Entries from a dataset:
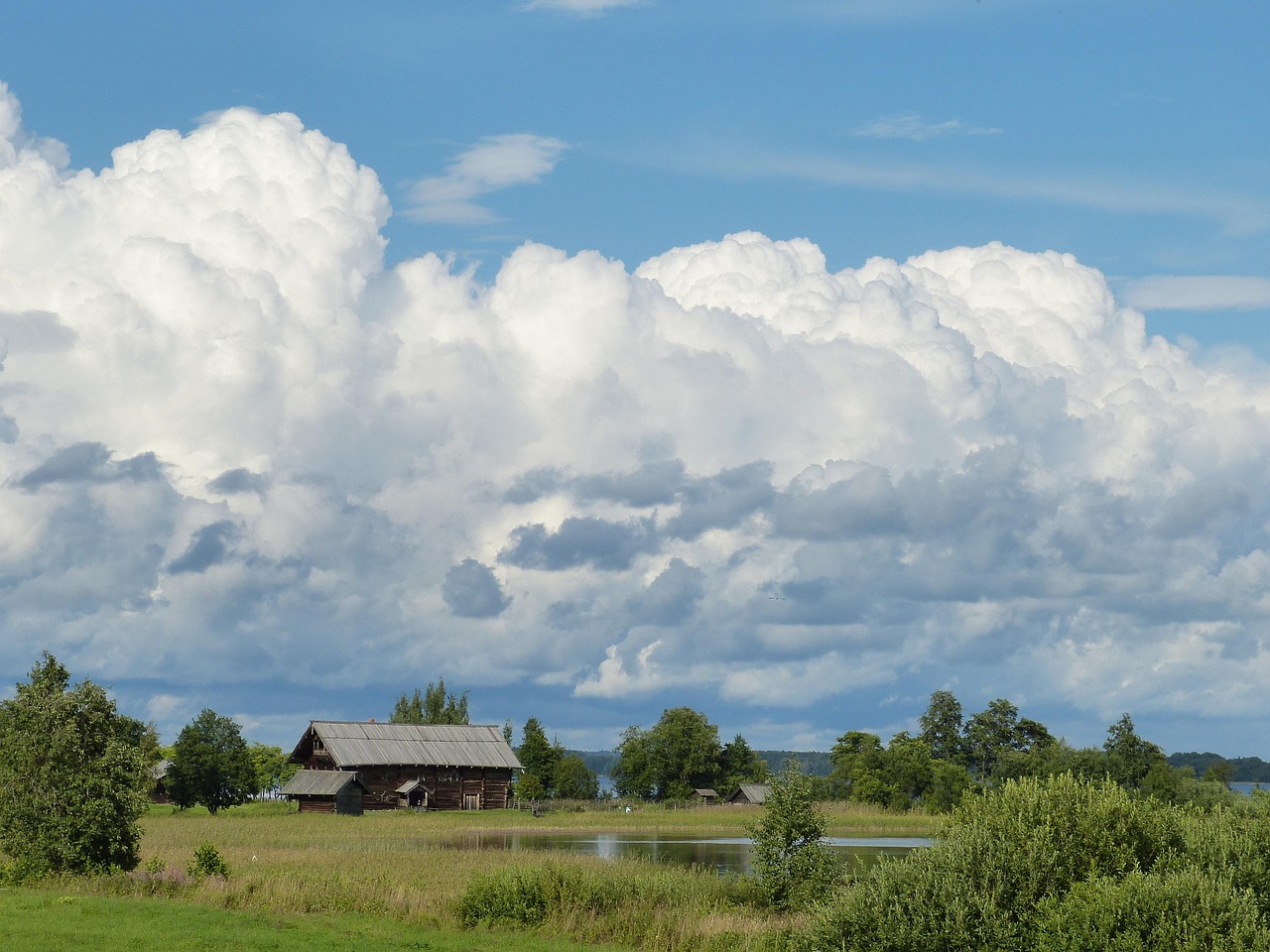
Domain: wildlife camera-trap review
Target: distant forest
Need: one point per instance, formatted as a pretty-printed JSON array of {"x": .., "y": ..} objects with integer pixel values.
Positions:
[
  {"x": 1247, "y": 770},
  {"x": 816, "y": 763}
]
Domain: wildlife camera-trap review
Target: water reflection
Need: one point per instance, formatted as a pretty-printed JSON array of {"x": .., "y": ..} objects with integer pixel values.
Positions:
[{"x": 724, "y": 855}]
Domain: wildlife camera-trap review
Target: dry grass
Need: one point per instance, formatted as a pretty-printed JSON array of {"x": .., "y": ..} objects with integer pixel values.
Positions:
[{"x": 407, "y": 866}]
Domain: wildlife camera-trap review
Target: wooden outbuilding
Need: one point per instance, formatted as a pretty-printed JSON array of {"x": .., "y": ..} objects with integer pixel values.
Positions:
[
  {"x": 159, "y": 782},
  {"x": 751, "y": 793},
  {"x": 414, "y": 766},
  {"x": 326, "y": 792}
]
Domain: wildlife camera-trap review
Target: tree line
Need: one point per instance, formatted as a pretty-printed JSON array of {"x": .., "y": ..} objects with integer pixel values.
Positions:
[{"x": 953, "y": 753}]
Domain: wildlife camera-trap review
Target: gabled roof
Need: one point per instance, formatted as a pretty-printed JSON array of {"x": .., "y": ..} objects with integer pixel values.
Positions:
[
  {"x": 353, "y": 744},
  {"x": 318, "y": 783},
  {"x": 412, "y": 785},
  {"x": 751, "y": 793}
]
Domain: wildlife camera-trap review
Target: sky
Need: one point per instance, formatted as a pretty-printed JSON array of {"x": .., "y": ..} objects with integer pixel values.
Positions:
[{"x": 784, "y": 361}]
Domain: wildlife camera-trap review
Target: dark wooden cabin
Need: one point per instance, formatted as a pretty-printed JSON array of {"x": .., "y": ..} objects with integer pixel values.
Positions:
[
  {"x": 326, "y": 792},
  {"x": 751, "y": 793},
  {"x": 414, "y": 766}
]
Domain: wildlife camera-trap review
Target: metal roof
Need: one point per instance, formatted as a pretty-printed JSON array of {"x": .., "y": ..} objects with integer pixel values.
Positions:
[
  {"x": 412, "y": 785},
  {"x": 318, "y": 782},
  {"x": 371, "y": 744},
  {"x": 752, "y": 792}
]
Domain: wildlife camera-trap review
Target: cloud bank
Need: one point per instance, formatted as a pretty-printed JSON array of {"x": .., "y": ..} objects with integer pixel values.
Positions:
[{"x": 238, "y": 448}]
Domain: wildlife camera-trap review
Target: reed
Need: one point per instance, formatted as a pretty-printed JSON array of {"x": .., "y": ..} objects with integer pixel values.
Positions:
[{"x": 412, "y": 869}]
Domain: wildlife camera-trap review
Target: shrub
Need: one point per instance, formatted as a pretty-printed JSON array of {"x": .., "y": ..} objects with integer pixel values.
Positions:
[
  {"x": 1185, "y": 910},
  {"x": 1000, "y": 857},
  {"x": 208, "y": 862}
]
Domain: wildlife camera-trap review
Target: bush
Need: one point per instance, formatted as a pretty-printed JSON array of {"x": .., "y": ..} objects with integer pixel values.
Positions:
[
  {"x": 208, "y": 862},
  {"x": 1000, "y": 857},
  {"x": 1185, "y": 910}
]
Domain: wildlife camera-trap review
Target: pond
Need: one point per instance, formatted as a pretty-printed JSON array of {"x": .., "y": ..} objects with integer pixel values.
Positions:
[{"x": 724, "y": 855}]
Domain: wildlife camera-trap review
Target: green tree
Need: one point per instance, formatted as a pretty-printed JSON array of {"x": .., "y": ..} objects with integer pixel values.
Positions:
[
  {"x": 793, "y": 866},
  {"x": 635, "y": 774},
  {"x": 739, "y": 763},
  {"x": 538, "y": 754},
  {"x": 408, "y": 710},
  {"x": 574, "y": 779},
  {"x": 942, "y": 726},
  {"x": 71, "y": 778},
  {"x": 144, "y": 737},
  {"x": 1129, "y": 757},
  {"x": 910, "y": 770},
  {"x": 431, "y": 706},
  {"x": 211, "y": 765},
  {"x": 677, "y": 756},
  {"x": 991, "y": 735},
  {"x": 1220, "y": 771},
  {"x": 857, "y": 769}
]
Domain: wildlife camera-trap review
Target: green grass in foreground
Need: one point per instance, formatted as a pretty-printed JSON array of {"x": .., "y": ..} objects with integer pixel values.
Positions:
[{"x": 41, "y": 920}]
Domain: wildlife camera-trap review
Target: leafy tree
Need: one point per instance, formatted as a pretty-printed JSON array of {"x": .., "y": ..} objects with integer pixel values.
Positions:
[
  {"x": 538, "y": 756},
  {"x": 529, "y": 785},
  {"x": 271, "y": 767},
  {"x": 793, "y": 866},
  {"x": 144, "y": 737},
  {"x": 211, "y": 765},
  {"x": 942, "y": 726},
  {"x": 574, "y": 779},
  {"x": 431, "y": 706},
  {"x": 677, "y": 756},
  {"x": 739, "y": 765},
  {"x": 1220, "y": 771},
  {"x": 71, "y": 777},
  {"x": 1129, "y": 757},
  {"x": 857, "y": 769},
  {"x": 910, "y": 770},
  {"x": 635, "y": 772}
]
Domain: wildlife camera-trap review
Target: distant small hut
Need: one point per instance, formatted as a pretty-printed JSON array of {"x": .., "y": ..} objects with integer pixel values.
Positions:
[
  {"x": 326, "y": 792},
  {"x": 414, "y": 766},
  {"x": 751, "y": 793},
  {"x": 159, "y": 782}
]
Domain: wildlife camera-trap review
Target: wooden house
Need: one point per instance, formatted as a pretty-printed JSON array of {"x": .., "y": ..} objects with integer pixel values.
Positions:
[
  {"x": 751, "y": 793},
  {"x": 159, "y": 782},
  {"x": 414, "y": 766},
  {"x": 326, "y": 792}
]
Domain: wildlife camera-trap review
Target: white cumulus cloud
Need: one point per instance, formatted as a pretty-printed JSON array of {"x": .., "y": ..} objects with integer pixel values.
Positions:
[
  {"x": 246, "y": 462},
  {"x": 490, "y": 166}
]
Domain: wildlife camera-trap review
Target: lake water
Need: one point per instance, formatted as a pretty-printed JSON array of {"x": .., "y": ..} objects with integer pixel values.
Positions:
[{"x": 724, "y": 855}]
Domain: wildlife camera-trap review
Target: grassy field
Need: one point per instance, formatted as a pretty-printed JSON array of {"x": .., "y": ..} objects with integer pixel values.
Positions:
[
  {"x": 403, "y": 870},
  {"x": 44, "y": 920}
]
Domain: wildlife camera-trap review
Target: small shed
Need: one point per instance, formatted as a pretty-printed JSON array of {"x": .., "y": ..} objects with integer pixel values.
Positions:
[
  {"x": 326, "y": 792},
  {"x": 159, "y": 782},
  {"x": 751, "y": 793},
  {"x": 414, "y": 796}
]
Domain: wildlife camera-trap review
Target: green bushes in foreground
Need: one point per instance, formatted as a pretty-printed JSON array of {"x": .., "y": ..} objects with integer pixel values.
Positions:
[{"x": 1062, "y": 864}]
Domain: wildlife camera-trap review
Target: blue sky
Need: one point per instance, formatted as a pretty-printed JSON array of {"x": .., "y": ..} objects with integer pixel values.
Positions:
[{"x": 495, "y": 395}]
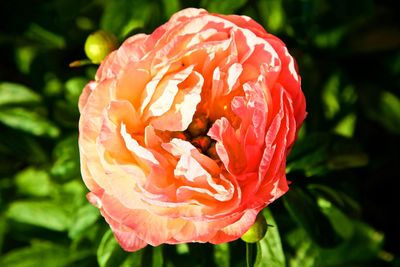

* EXERCISE INSTRUCTIONS *
Please tally the lines in the records above that contain the word "foreground", treating case as significant, and reply with only the number.

* EXPECTED ANSWER *
2